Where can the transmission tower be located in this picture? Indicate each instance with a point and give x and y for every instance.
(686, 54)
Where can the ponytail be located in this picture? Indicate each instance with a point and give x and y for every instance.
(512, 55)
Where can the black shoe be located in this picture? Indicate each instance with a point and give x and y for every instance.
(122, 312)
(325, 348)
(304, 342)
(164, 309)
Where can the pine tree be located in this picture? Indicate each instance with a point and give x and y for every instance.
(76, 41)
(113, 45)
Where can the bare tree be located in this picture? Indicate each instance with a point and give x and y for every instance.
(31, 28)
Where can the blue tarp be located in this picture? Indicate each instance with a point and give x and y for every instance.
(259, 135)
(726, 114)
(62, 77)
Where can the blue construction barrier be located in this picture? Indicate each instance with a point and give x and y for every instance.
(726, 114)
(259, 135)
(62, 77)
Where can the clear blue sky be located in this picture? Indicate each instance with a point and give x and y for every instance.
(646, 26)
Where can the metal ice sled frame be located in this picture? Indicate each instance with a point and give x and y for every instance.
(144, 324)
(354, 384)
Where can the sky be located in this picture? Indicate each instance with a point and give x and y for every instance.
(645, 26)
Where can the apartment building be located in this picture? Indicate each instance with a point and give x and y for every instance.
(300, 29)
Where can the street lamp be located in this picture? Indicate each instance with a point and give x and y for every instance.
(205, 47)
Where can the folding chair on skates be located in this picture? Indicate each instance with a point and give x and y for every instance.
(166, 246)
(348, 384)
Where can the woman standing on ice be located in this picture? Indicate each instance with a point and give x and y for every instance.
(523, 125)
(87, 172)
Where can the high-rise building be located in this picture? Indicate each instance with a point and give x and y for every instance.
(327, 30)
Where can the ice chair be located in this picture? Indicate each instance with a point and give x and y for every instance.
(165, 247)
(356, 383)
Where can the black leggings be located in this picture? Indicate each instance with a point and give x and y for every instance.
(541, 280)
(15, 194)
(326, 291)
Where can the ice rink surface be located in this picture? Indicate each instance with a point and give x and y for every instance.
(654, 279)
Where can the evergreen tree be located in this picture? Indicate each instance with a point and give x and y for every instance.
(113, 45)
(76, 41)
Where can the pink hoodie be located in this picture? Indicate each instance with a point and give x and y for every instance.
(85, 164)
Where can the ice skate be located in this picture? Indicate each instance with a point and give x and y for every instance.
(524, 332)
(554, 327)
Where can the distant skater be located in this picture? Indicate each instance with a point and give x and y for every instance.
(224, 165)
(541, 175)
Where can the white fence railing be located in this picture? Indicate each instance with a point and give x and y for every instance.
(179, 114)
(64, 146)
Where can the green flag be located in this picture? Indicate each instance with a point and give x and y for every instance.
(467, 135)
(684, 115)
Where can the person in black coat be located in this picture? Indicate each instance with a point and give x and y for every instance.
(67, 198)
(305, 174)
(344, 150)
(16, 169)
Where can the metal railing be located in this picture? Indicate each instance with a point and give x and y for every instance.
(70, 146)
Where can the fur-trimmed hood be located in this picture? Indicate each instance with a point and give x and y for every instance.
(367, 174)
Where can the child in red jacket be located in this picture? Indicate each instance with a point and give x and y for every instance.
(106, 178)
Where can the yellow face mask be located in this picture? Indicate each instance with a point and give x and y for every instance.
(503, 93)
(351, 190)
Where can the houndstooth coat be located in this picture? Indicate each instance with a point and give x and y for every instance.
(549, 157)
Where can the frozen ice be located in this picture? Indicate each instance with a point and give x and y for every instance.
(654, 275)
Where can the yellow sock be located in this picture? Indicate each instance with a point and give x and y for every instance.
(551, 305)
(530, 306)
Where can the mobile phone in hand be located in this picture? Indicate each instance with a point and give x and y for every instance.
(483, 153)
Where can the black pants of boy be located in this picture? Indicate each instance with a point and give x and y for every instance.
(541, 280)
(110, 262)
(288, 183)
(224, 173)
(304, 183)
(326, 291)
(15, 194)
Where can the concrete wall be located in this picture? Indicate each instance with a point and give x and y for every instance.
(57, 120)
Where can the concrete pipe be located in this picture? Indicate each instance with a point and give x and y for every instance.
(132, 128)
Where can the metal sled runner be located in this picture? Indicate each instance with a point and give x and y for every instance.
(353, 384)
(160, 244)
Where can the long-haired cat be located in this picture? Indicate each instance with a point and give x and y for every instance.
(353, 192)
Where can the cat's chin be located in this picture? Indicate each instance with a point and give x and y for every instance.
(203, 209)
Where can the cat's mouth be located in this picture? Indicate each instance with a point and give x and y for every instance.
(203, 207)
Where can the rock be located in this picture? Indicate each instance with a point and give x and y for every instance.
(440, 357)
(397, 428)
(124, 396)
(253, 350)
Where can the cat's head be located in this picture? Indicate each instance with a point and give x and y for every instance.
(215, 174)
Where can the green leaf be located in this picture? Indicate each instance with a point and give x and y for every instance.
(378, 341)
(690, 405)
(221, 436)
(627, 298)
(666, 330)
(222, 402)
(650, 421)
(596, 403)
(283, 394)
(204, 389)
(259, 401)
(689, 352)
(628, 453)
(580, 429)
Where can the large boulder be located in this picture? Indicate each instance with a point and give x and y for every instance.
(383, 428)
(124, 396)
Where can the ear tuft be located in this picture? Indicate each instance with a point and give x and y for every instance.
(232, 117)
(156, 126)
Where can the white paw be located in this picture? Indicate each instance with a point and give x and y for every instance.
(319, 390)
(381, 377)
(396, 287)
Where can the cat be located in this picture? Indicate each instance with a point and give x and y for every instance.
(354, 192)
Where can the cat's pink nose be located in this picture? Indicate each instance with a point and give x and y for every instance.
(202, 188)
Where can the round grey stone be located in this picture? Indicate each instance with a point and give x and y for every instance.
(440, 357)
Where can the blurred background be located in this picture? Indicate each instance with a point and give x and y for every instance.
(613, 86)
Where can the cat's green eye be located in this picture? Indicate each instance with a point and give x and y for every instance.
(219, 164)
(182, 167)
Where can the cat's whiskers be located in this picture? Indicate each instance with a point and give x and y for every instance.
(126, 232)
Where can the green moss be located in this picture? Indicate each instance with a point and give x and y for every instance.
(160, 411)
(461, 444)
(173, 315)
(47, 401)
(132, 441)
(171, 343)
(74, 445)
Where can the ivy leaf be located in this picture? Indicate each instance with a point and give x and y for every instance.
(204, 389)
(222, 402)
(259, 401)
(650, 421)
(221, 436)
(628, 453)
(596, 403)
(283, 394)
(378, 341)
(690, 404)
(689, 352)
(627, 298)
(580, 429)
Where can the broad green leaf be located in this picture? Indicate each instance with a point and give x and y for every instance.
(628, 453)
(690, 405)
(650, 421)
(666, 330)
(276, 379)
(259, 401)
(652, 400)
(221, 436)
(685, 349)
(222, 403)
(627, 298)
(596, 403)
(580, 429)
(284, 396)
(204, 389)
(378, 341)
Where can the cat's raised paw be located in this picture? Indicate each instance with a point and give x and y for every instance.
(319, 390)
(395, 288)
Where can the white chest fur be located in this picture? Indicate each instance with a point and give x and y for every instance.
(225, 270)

* Aim of the exercise:
Write out every line exactly as it stands.

* Complete output:
Where can the transmission tower be located in this picture? Indicate each instance with a point and give x and y for every instance.
(686, 54)
Where can the ponytail be located in this picture? Indicate each instance with a point and give x and y for every instance.
(512, 55)
Where can the black shoe be located in this picture? Indicate each instance with a point and give x and y for every instance.
(122, 312)
(325, 348)
(304, 342)
(164, 309)
Where can the pine tree be located in this picture? Indicate each instance with a point and give x and y for every instance.
(76, 41)
(113, 45)
Where can the bare tree be located in this picture? Indicate each instance with a point and give x and y for every instance.
(31, 28)
Where can the blue tarp be located in this picture? Indicate each instance with a point and give x and y for every instance.
(259, 135)
(726, 114)
(62, 77)
Where can the blue construction barrier be located in this picture? Indicate each instance with a point and give x and y for every instance.
(726, 114)
(259, 135)
(62, 77)
Where can the clear blue sky be located in this picture? Indicate each instance with a point and give x and y for every instance.
(646, 26)
Where can the metal ice sled frame be located in this picture? Indicate each instance with a point and give x and y for every instance.
(144, 324)
(354, 384)
Where can the sky be located in this picture? Indicate each instance with a point and give x and y for every instance.
(645, 26)
Where can the apartment building be located in this picture? Indicate each instance with a point and give x and y for every instance.
(300, 29)
Where can the street lamp be located in this picture? Indicate each instance with a point and give x and y for every instance.
(205, 47)
Where can the folding chair on skates be located in this picture? Indicate each instance with a point and give x and y for every instance.
(166, 246)
(348, 384)
Where can the woman standing on ice be located in this picture? Indicate each instance with a point and give x and y for every instance.
(523, 125)
(87, 172)
Where can the high-rise building be located in this picture? Indicate each instance with a point and give x and y for every instance.
(327, 30)
Where can the ice chair be located in this picture? Indicate each instance with a point and give x and y for every instance.
(165, 247)
(356, 383)
Where can the black leggings be located in this picture? Indicate each instance with a point and give x and y for every instance.
(541, 280)
(15, 194)
(326, 291)
Where can the ice rink surface be located in this picture? Indicate each instance with a point and give x and y for every instance.
(654, 279)
Where can the evergreen tree be located in this picture? Indicate each instance with a point and give x and y for every instance.
(113, 45)
(76, 41)
Where can the pink hoodie be located in this picture? Indicate each instance with a point and give x and y for every instance.
(85, 164)
Where can the ice skate be located in this picture? Indicate each instance with a point and give x and y for every instance.
(524, 332)
(554, 327)
Where can the distant skater be located in this picture? Indicate each instance with a point and give x and y for every instance.
(224, 165)
(541, 175)
Where can the white fence railing be located in this picture? Indicate each instance with a point and give x and y for every instance.
(179, 114)
(64, 146)
Where can the green flag be located in this picture? Indicate each instance with a point and give x and y for every instance.
(467, 135)
(684, 115)
Where can the person in black coat be located in this picture? Indicate each instance with a point and give x and y for every instance.
(67, 198)
(305, 174)
(344, 150)
(16, 169)
Where can the metal railing be located in this picture? Indicate each instance with a point and give x and y for every instance.
(70, 146)
Where can the fur-trimmed hood be located in this picture? Indicate each instance with a point and give x and y for every instance.
(367, 174)
Where can the child in red jacket be located in this picture? Indicate each instance with a point and give x and y for every instance.
(106, 178)
Where can the yellow face mask be located in this picture? Indicate each instance with a point and give x and y for every instance.
(503, 93)
(351, 190)
Where can the houndstooth coat be located in this picture? Indicate each instance with a point and give x and y for every instance.
(549, 157)
Where can the frozen ice be located in this picture? Indicate each instance with a point and give x and y for every instance.
(654, 275)
Where can the yellow sock be located in this picture? Indicate each instance with a point and give x and y for every instance.
(551, 305)
(530, 306)
Where can the mobile phone in hand be located in this picture? Indicate each instance with a point and give x and y for every instance.
(483, 153)
Where can the black pants of boy be located in this picture? Indicate each instance with a point and give x and y for every instance.
(541, 280)
(110, 262)
(288, 183)
(224, 173)
(304, 183)
(326, 291)
(15, 194)
Where can the concrete wall be located in this picture? Indicate each instance with a point and give x and y for every instance.
(57, 120)
Where can the concrete pipe be located in this picture? Indicate each instance with a point and give x and y for every instance.
(132, 128)
Where can the metal sled runner be located in this picture? Indicate each instance with a point and give x and y for every instance.
(353, 384)
(160, 244)
Where can the long-haired cat be located in this picture? Indicate each instance with a point and give x and y for every instance.
(353, 192)
Where can the cat's chin be located in this picture? Indicate each instance with a point and give x and y for every instance.
(203, 209)
Where can the cat's mouth be located in this picture? Indicate each instance with a point and give x and y for every instance.
(203, 207)
Where can the rock be located in this picture? Indicate each instance with a point and give x and y for every instance.
(440, 357)
(397, 428)
(124, 396)
(253, 350)
Where can the cat's head be located in this picture? Indicate each instance with a point and give x and y for every instance.
(215, 174)
Where can the green leaf be located in this picture? Indicate each instance with a point and give x and y for every instance.
(378, 341)
(690, 405)
(221, 436)
(627, 298)
(666, 330)
(222, 402)
(650, 421)
(596, 403)
(283, 394)
(204, 389)
(259, 401)
(689, 352)
(628, 453)
(580, 429)
Where can the large boulder be located in this picture? Indicate each instance with a point and give x and y for every instance.
(383, 428)
(124, 396)
Where can the ear tuft be located in this picture? Indicate each instance with a point and give x and y for every instance.
(232, 117)
(156, 126)
Where can the white paw be located in this picture? Indicate each instance with a point and give x and y for every instance.
(319, 390)
(381, 377)
(396, 287)
Where can the cat be located in this picture? Indicate each instance with a point and give x and y for every instance.
(354, 192)
Where can the cat's pink nose be located in this picture? Indicate each instance with a point and give x and y for every instance.
(202, 188)
Where can the round grey stone be located in this picture? Indicate each instance with a point and give x and y for every instance.
(440, 357)
Where can the blurred background be located in this picture? Indicate each instance with a point and give x and y for every instance.
(613, 86)
Where can the cat's green eye be located in this picture? Indicate each instance with a point and give x and y for every instance.
(219, 164)
(182, 167)
Where can the cat's whiskers be located in this picture? Indicate each instance with a point and give x and y for every instance.
(126, 232)
Where can the green moss be located in this picture? Indicate each instance with a point and give x and y for every instance.
(160, 411)
(461, 444)
(173, 315)
(47, 401)
(132, 441)
(171, 343)
(74, 445)
Where can the ivy leaf be located in this picture? Indicate each instance with a point and give x and y for every instance.
(204, 389)
(222, 402)
(259, 401)
(650, 421)
(221, 436)
(628, 453)
(596, 403)
(283, 394)
(378, 341)
(690, 404)
(689, 352)
(627, 298)
(580, 429)
Where can the broad green leaf be located in this picture? Indicate each instance with a point and give x and y for every instance.
(628, 453)
(690, 405)
(650, 421)
(666, 330)
(276, 379)
(259, 401)
(652, 400)
(221, 436)
(685, 349)
(222, 403)
(627, 298)
(596, 403)
(580, 429)
(284, 396)
(204, 389)
(378, 341)
Where can the cat's raised paw be located in this picture? Indicate each instance with a point and give x and y for every instance.
(319, 390)
(395, 288)
Where can the white chest fur be located in this picture? Indicate each instance with a point and give x and y for every instance.
(225, 270)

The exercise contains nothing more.